┌─ Provided text

Assistants don’t interpret nuance unless you’ve explicitly told them how, which most policies currently do not.

 

Even something as simple as a status check changes. Humans ask, “Where is my order?” and are happy with a general answer and a bit of reassurance.

 

An assistant will check automatically, potentially more than once, and expect real-time, structured data. That requires systems designed for access, not explanation.

 

Most support teams are not optimized for this

Most support organizations are very good at managing conversations. They invest in tone, empathy, scripting, and handle time. They train teams to navigate ambiguity, calm frustrated customers, and guide interactions toward a resolution.

 

What they are not optimized for is squeaky-clean, robotic execution.

 

When an assistant becomes the interface, all the hidden work humans do to smooth over messy systems disappears. There’s no one to interpret a vague policy, no one to bridge gaps between tools, no one to say “let me check on that” while quietly stitching together an answer from three different systems.

└─

Exercise goal: According to the passage on support teams and AI assistants, what do most support organizations invest in?

┌─ Exercise data

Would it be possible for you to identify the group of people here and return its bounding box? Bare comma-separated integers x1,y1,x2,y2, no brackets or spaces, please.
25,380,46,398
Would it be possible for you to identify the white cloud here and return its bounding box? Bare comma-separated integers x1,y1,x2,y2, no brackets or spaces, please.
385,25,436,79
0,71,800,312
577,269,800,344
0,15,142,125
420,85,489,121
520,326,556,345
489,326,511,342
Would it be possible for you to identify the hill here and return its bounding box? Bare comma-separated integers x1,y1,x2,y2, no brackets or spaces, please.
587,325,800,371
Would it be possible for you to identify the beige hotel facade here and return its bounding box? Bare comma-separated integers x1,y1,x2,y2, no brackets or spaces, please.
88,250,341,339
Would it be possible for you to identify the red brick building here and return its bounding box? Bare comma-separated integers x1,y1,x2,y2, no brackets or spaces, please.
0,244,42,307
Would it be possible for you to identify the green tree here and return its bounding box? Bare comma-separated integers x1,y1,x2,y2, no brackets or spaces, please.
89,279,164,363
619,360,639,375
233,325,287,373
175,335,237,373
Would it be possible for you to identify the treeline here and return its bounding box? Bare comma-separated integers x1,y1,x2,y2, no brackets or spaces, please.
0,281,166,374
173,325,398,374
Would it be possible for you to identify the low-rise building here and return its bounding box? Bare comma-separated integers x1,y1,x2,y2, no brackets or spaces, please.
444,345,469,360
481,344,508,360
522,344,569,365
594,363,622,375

└─

Result below: Tone, empathy, scripting, and handle time.